DIRECTION: List every line of the data below that contains the word "wall".

## Start AVAILABLE DATA

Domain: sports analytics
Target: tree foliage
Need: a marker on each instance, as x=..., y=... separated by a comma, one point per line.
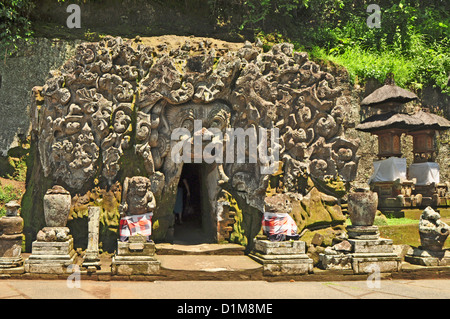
x=14, y=22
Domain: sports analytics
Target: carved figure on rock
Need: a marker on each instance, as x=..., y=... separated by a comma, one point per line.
x=138, y=204
x=433, y=232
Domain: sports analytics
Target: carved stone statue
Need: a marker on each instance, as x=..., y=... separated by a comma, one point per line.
x=11, y=227
x=433, y=233
x=90, y=109
x=137, y=198
x=137, y=208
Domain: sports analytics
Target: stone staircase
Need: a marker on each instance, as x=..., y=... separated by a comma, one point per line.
x=207, y=261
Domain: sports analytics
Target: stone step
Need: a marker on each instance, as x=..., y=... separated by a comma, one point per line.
x=212, y=267
x=200, y=249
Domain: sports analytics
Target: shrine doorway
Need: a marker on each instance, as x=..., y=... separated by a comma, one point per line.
x=197, y=224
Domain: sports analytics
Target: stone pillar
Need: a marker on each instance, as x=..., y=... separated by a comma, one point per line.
x=91, y=259
x=11, y=227
x=53, y=252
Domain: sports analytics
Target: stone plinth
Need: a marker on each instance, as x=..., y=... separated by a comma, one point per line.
x=282, y=258
x=11, y=237
x=51, y=257
x=135, y=257
x=365, y=255
x=91, y=260
x=424, y=257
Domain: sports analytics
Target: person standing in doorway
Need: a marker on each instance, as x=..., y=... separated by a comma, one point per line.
x=183, y=188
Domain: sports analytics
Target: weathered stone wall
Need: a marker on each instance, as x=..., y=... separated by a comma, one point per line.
x=19, y=73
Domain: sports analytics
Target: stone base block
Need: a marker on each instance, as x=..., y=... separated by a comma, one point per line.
x=91, y=261
x=50, y=264
x=11, y=265
x=135, y=257
x=339, y=261
x=126, y=265
x=278, y=265
x=363, y=232
x=425, y=257
x=268, y=247
x=380, y=245
x=136, y=249
x=282, y=258
x=369, y=263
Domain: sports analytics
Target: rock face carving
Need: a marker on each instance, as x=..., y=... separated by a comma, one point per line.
x=138, y=199
x=114, y=96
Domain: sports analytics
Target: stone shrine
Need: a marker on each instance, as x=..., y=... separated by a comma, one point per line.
x=11, y=237
x=52, y=251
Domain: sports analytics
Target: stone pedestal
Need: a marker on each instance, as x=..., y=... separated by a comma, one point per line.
x=135, y=257
x=366, y=251
x=51, y=257
x=282, y=258
x=91, y=260
x=424, y=257
x=433, y=234
x=11, y=237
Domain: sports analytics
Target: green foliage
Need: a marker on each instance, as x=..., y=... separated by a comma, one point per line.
x=8, y=193
x=412, y=42
x=15, y=24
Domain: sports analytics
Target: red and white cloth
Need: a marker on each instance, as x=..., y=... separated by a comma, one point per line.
x=136, y=224
x=279, y=224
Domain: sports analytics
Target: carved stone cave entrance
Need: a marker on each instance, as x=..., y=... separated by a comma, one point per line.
x=199, y=220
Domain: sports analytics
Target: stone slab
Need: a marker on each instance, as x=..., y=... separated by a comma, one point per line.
x=10, y=262
x=372, y=246
x=135, y=249
x=52, y=248
x=363, y=232
x=427, y=261
x=338, y=261
x=369, y=263
x=268, y=247
x=49, y=264
x=298, y=265
x=135, y=266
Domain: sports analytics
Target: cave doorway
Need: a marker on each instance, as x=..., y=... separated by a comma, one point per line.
x=197, y=224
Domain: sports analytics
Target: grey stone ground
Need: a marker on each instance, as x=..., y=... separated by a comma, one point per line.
x=251, y=290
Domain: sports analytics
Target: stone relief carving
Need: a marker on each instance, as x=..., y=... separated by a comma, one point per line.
x=137, y=198
x=115, y=95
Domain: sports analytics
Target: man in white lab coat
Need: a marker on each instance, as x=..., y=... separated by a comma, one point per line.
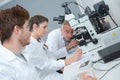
x=14, y=36
x=37, y=53
x=60, y=40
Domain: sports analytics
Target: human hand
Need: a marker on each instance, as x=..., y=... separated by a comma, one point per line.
x=72, y=43
x=84, y=76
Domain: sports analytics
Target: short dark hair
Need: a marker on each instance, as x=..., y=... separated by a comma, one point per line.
x=37, y=19
x=10, y=17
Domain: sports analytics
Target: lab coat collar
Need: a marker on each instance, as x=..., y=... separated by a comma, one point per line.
x=32, y=39
x=7, y=54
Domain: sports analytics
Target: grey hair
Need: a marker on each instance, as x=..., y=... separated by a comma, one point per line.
x=64, y=23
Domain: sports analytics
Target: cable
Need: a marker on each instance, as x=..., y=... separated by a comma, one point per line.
x=109, y=70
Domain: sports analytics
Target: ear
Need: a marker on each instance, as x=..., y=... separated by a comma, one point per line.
x=35, y=26
x=16, y=29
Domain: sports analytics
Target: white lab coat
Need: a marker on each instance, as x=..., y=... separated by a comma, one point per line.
x=14, y=68
x=45, y=64
x=56, y=43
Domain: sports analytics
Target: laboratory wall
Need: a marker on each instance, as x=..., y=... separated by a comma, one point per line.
x=48, y=8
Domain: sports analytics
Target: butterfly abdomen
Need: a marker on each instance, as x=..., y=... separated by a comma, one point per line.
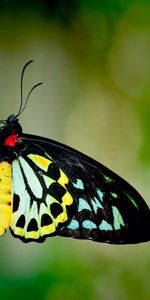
x=5, y=196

## End AVAILABLE DATA

FINAL RESULT:
Target: weathered stone wall
Target: laboratory wall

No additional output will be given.